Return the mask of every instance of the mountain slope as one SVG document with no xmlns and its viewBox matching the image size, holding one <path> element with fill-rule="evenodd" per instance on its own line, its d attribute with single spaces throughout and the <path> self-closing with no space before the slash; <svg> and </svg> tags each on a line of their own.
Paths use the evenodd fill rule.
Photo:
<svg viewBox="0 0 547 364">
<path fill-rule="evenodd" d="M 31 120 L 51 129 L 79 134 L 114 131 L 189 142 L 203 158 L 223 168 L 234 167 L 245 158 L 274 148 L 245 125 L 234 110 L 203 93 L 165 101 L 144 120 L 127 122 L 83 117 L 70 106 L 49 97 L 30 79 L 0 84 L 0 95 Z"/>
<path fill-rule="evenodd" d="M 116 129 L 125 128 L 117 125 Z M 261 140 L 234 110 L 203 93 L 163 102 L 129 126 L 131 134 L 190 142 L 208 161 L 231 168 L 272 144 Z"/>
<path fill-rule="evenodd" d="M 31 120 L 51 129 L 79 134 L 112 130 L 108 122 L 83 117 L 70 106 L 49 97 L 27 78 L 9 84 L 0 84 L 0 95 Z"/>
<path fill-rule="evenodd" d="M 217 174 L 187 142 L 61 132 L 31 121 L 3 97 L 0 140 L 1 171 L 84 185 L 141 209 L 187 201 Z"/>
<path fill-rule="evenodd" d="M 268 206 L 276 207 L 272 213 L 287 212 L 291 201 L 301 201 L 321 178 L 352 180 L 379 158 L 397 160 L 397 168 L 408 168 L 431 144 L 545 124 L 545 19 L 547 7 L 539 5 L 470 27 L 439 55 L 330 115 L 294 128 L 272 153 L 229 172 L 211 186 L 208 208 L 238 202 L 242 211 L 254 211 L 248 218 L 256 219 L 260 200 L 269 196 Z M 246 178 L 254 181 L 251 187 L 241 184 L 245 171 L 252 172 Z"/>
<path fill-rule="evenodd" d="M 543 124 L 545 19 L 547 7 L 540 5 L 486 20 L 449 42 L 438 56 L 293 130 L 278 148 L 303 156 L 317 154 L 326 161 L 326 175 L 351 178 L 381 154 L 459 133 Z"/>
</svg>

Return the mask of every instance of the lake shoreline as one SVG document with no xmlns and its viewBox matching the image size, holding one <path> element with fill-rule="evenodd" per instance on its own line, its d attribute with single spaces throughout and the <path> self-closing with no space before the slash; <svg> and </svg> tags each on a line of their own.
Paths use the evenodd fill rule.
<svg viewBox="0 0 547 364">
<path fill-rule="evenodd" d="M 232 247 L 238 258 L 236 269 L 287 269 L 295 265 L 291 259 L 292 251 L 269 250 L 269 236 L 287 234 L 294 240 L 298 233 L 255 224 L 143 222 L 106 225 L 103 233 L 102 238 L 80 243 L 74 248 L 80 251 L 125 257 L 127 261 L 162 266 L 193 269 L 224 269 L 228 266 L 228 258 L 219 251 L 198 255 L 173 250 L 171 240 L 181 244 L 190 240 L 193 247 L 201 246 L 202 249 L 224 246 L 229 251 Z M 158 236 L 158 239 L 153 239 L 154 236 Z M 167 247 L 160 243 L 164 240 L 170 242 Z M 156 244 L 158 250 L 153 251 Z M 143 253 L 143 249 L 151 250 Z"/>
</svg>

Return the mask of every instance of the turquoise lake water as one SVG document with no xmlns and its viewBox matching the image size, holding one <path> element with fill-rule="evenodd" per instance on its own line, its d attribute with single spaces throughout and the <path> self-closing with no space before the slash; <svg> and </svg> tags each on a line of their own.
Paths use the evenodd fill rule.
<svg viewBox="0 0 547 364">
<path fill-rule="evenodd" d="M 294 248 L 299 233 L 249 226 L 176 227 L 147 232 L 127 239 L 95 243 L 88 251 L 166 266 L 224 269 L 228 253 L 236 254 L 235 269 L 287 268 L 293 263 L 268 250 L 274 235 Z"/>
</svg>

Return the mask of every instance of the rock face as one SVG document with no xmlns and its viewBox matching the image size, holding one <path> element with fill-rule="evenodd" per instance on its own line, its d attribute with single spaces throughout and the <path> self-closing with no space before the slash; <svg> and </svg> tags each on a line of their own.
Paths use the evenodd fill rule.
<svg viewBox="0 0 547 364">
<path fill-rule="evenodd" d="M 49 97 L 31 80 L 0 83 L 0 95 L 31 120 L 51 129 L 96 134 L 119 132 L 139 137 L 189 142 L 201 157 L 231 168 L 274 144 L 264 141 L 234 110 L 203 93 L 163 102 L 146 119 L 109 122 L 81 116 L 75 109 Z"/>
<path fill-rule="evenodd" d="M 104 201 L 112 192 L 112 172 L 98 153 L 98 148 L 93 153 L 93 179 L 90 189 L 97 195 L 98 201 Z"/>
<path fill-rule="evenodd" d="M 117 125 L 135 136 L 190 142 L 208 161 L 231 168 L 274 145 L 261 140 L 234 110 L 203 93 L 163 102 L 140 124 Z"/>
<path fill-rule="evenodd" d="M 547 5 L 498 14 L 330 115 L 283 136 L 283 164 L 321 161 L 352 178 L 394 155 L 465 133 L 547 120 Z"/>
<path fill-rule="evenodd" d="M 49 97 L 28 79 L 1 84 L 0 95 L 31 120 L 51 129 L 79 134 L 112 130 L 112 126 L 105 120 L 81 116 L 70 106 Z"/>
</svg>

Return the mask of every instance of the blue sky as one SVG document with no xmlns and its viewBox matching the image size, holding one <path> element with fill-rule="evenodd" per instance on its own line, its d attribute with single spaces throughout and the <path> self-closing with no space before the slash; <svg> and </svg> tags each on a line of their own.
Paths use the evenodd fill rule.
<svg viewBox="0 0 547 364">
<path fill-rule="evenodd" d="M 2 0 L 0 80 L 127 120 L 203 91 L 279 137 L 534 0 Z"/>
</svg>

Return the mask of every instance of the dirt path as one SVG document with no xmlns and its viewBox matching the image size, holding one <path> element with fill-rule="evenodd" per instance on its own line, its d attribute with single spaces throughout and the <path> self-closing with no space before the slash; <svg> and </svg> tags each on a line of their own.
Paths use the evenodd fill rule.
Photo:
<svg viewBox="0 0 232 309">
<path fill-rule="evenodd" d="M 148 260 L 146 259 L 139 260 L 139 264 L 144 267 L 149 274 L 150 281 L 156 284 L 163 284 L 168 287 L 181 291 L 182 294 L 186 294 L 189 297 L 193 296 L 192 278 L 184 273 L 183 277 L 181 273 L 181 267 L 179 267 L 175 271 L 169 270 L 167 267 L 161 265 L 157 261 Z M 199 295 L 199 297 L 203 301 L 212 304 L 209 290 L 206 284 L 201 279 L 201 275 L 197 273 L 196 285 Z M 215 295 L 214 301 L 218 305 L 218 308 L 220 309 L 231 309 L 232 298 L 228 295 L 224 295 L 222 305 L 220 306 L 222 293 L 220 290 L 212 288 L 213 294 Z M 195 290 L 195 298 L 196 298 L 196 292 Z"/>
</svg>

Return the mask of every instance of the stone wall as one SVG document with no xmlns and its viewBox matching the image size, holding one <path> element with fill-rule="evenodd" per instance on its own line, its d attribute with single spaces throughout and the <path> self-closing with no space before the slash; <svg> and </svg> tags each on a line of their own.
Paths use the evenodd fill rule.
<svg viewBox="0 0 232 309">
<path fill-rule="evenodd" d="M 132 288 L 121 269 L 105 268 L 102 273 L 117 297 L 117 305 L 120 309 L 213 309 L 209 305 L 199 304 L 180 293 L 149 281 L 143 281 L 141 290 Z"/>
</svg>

:::::

## WHAT YOU ARE ASKED TO DO
Scale the data from its first line through the line containing "217 174 L 187", both included, and write those lines out again with the requests unchanged. In the answers, multiply every number (the viewBox sizes and the path coordinates) by 1.3 and round to a whole number, with halves going up.

## OUTPUT FOR THIS TASK
Return the mask of every instance of the mountain slope as one SVG document with no xmlns and its viewBox matching the image size, holding one <path> element with fill-rule="evenodd" per instance on its own line, its d attribute with single spaces throughout and the <path> self-closing with no space before the slash; <svg> and </svg> tags each on a line of their own.
Paths use the evenodd fill rule.
Photo:
<svg viewBox="0 0 711 473">
<path fill-rule="evenodd" d="M 40 156 L 66 168 L 103 174 L 148 170 L 246 185 L 264 205 L 290 218 L 304 217 L 319 205 L 356 192 L 319 163 L 304 143 L 264 121 L 215 131 L 187 156 L 165 159 L 108 152 L 91 138 L 64 126 L 39 103 L 0 109 L 0 124 Z"/>
<path fill-rule="evenodd" d="M 151 168 L 163 166 L 152 163 Z M 339 182 L 304 143 L 264 121 L 212 133 L 168 164 L 170 174 L 247 185 L 270 209 L 300 218 L 354 187 Z"/>
<path fill-rule="evenodd" d="M 40 156 L 66 168 L 103 174 L 146 169 L 140 159 L 108 152 L 91 138 L 64 126 L 35 101 L 12 109 L 0 109 L 0 124 Z"/>
<path fill-rule="evenodd" d="M 282 226 L 243 185 L 79 172 L 40 157 L 4 126 L 0 182 L 1 222 L 109 241 L 183 272 L 243 261 Z"/>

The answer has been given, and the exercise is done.